- _Stated goal_: Add -125 to every x and y coordinate in the answers, and write out all of the lines below in full with those new values.

[BEGIN Supplied material]

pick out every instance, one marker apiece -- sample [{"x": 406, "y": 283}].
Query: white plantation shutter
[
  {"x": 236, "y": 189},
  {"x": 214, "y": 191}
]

[END Supplied material]

- _Response below_:
pick out every instance, one marker apiece -- sample [{"x": 406, "y": 283}].
Query: white plantation shutter
[
  {"x": 111, "y": 64},
  {"x": 89, "y": 66}
]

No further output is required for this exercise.